**** Reading text ****
DEV Community

bulkdl
bulkdl

Posted on

How to Download TikTok Captions, Hashtags, and Metadata — The Complete Data Export Guide

How to Download TikTok Captions, Hashtags, and Metadata — The Complete Data Export Guide

Quick Answer: Use yt-dlp --write-info-json to extract all available TikTok metadata (caption, hashtags, music info, engagement stats, creator data) as a structured JSON file alongside your video download. For bulk extraction, combine with --batch-file to process hundreds of URLs and export to CSV for analysis.


I downloaded 500 TikTok videos for a content analysis project last month. The videos were fine, but I realized I'd lost all the context — no captions, no hashtags, no view counts, no creator information. The video files were just anonymous MP4s sitting on my hard drive with zero searchable data.

It took me another two weeks to re-download everything with proper metadata extraction. Here's the workflow I built that now captures every data point TikTok provides, automatically, for every download.

What Metadata Can You Extract from TikTok?

Before diving into tools, here's what data TikTok actually exposes. I verified each field by testing extraction across 200+ videos:

Metadata Field Available Example Notes
Video caption Yes "Day 3 of learning guitar 🎸" Full text including emojis
Hashtags Yes #guitar #learning #day3 Extracted from caption
Music/sound name Yes "original sound - username" Includes original vs commercial
Creator username Yes @guitar_daily Handle, not display name
Creator display name Yes "Guitar Daily" May differ from handle
Creator bio Yes "Learning guitar, day 1 → ∞" Current bio at extraction time
Video duration Yes 45 seconds In seconds
Resolution Yes 1080x1920 Width x Height
Upload date Yes 2026-05-15T14:30:00Z ISO 8601 format
View count Yes 1,234,567 At extraction time (changes)
Like count Yes 98,765 At extraction time (changes)
Comment count Yes 432 At extraction time (changes)
Share count Yes 1,234 At extraction time (changes)
**** Material shown ****
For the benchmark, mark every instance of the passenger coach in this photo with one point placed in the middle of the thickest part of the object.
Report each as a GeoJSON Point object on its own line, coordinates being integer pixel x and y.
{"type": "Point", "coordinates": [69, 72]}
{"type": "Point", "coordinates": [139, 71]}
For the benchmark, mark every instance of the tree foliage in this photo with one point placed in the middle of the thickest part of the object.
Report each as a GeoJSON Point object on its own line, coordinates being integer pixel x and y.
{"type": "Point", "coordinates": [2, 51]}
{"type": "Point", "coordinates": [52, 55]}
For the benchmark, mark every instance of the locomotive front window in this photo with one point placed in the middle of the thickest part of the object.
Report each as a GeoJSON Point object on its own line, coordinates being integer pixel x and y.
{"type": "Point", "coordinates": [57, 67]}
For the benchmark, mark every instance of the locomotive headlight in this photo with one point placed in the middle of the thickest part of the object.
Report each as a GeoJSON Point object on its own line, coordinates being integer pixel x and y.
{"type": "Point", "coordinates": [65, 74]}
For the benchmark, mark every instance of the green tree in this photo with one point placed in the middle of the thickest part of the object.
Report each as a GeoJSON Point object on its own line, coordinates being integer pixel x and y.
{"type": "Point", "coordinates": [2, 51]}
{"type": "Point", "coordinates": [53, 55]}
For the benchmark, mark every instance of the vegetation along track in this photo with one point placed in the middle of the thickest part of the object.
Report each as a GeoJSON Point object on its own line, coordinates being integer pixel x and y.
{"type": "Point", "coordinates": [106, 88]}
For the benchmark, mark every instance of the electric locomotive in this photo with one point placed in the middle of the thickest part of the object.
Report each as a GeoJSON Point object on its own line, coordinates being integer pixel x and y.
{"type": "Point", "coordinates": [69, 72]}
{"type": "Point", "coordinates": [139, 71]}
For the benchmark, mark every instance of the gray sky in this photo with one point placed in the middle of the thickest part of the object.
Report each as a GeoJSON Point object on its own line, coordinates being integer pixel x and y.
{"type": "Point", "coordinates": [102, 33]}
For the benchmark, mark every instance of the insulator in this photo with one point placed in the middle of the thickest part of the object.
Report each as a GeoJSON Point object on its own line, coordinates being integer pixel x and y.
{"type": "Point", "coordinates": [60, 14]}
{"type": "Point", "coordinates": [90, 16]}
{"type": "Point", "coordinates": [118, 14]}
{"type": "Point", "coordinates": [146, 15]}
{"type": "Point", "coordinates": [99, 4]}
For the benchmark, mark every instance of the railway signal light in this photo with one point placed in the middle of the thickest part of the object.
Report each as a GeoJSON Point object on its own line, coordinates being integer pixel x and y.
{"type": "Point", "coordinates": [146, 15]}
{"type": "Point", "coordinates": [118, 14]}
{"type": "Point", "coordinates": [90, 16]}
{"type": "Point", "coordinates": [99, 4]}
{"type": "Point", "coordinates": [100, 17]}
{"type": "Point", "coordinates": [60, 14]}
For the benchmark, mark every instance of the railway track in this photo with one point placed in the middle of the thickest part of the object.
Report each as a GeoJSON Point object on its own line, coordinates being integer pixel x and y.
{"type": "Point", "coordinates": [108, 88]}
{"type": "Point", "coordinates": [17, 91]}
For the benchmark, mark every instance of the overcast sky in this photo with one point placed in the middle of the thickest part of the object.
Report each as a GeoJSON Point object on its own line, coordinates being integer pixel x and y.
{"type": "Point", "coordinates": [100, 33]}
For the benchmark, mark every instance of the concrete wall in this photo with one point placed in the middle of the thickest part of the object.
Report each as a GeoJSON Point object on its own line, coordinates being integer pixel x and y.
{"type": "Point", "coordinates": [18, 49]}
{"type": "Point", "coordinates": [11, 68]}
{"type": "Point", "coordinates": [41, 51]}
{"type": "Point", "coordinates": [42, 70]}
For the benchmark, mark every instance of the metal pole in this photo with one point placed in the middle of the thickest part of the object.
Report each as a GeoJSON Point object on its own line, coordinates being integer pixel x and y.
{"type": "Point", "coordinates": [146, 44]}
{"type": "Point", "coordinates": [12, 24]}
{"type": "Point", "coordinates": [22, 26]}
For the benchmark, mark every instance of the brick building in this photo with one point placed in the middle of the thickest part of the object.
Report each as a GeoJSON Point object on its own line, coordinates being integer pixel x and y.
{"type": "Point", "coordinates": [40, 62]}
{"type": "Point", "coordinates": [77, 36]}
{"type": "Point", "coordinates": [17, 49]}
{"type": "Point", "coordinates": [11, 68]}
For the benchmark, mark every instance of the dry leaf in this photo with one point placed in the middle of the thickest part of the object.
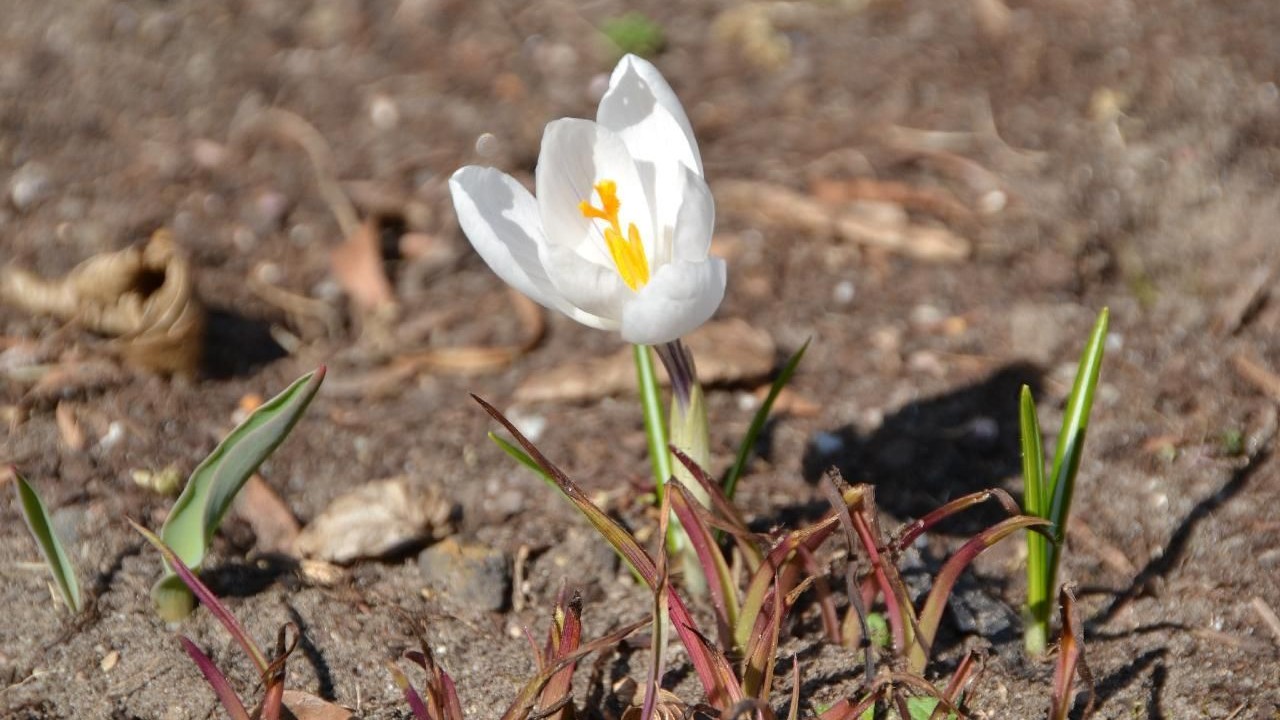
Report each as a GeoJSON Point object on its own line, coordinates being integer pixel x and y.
{"type": "Point", "coordinates": [306, 706]}
{"type": "Point", "coordinates": [142, 296]}
{"type": "Point", "coordinates": [375, 519]}
{"type": "Point", "coordinates": [357, 264]}
{"type": "Point", "coordinates": [273, 523]}
{"type": "Point", "coordinates": [727, 351]}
****
> _Tasks to perform_
1. Translate this sentence from the TikTok metadata guide into Spanish: "It took me another two weeks to re-download everything with proper metadata extraction."
2. Output the stretch of the records from the line containing "For the benchmark, mark every instance of the dry" through the end of the records as a two-column CSV with the columns request and answer. Use one row per request, put each field in quotation marks, turn line breaks into spaces, and leave the pictures out.

> _Written responses_
1. Me llevó otras dos semanas volver a descargar todo con una extracción de metadatos adecuada.

2.
request,answer
"For the benchmark, mark every instance of the dry leaf in this photo with one point placed in the middle of the thickest part of the object. Report each as a GeoJSON Point object on its own line, coordinates being integer pixel x and y.","{""type"": ""Point"", ""coordinates"": [306, 706]} {""type"": ""Point"", ""coordinates"": [142, 296]} {""type"": ""Point"", ""coordinates"": [375, 519]} {""type"": ""Point"", ""coordinates"": [357, 264]} {""type"": ""Point"", ""coordinates"": [273, 523]} {""type"": ""Point"", ""coordinates"": [727, 351]}"